◆ Stated task: Output each record below as a row in a Markdown table with the columns Row and Record, omitting blank lines.

########

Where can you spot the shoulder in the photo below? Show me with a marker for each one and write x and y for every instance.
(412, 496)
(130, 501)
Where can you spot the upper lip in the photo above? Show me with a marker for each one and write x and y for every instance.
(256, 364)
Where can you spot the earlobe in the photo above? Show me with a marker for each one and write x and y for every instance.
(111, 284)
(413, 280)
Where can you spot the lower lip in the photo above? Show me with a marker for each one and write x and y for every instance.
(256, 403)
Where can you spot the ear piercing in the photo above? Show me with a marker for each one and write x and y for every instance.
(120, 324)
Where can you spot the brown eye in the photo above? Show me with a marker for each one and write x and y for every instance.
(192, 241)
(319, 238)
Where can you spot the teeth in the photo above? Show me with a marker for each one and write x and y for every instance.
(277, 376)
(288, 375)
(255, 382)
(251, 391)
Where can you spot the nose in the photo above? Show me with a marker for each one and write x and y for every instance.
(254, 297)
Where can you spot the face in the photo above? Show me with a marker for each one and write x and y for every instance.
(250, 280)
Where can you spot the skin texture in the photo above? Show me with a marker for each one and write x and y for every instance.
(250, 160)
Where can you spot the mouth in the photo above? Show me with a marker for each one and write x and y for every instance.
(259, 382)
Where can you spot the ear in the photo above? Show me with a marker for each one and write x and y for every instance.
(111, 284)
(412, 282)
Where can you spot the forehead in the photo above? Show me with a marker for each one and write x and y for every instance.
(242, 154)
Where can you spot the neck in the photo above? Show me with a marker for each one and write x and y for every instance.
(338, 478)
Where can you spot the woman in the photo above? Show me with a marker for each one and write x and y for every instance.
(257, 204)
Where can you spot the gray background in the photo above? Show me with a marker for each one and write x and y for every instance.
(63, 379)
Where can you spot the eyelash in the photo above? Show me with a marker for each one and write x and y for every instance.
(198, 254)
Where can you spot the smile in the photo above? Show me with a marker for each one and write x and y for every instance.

########

◆ Response to this exercise:
| Row | Record |
|---|---|
| 1 | Where can you spot the shoulder in the photo below? Show me with a marker for each one and write x and y for every instance. |
| 2 | (412, 496) |
| 3 | (130, 501) |
| 4 | Where can you spot the upper lip in the photo above? Show me with a marker for each one and write x and y for every instance. |
| 5 | (256, 364) |
| 6 | Where can you spot the earlobe in the photo above? Show me with a marker for each one and write x and y for every instance. |
| 7 | (111, 284) |
| 8 | (413, 280) |
| 9 | Where can you spot the lower lip in the photo above? Show me with a marker for each one and write x and y for every instance. |
| 10 | (256, 403) |
| 11 | Where can you spot the ear piercing in the photo above? Show me with a marker for each one and write x and y for every instance. |
| 12 | (120, 324) |
| 13 | Where can you spot the brown eye in the photo above? Show me with a marker for each one and write x and y for every instance. |
| 14 | (192, 241) |
| 15 | (319, 238) |
| 16 | Where can you spot the teeth in the photo above? Show me with a marker for each one and write x and y for every instance. |
| 17 | (277, 376) |
| 18 | (288, 375) |
| 19 | (255, 382) |
| 20 | (251, 391) |
| 21 | Where can you spot the nose in the photo above? Show me with a marker for each one and write x and y for every instance. |
| 22 | (254, 297) |
| 23 | Where can you spot the face in the photo above? Show me with a marker for each one and write x and y for every instance. |
| 24 | (250, 280) |
| 25 | Where can you spot the skin texture in the photo above? Show me with a marker for each one and write x and y for every instance. |
| 26 | (250, 160) |
| 27 | Where can you spot the mouth in the photo above? Show me with a marker for each one and write x and y for every instance. |
| 28 | (259, 382) |
| 29 | Where can you spot the ear in the photo above? Show me with a marker for each one and write x and y for every instance. |
| 30 | (111, 284) |
| 31 | (412, 282) |
| 32 | Where can you spot the forehead in the photo above? Show me with a marker for each one and write x and y for every instance. |
| 33 | (242, 154) |
| 34 | Where can you spot the neck in the photo above? Show me with a marker for each one and write x and y for every instance. |
| 35 | (338, 478) |
| 36 | Where can you spot the woman in the photo above? Show me with a marker for each one and write x and y for every instance. |
| 37 | (257, 204) |
| 38 | Where can you spot the gray background in the photo above? Show me with a marker for each one and write x and y for every instance. |
| 39 | (63, 379) |
| 40 | Where can you spot the eyelash in the photo above? Show me with a marker for each one and write x and y for every instance. |
| 41 | (198, 254) |
| 42 | Where can you spot the smile in the photo above? Show me with a marker for each one and write x and y for every instance. |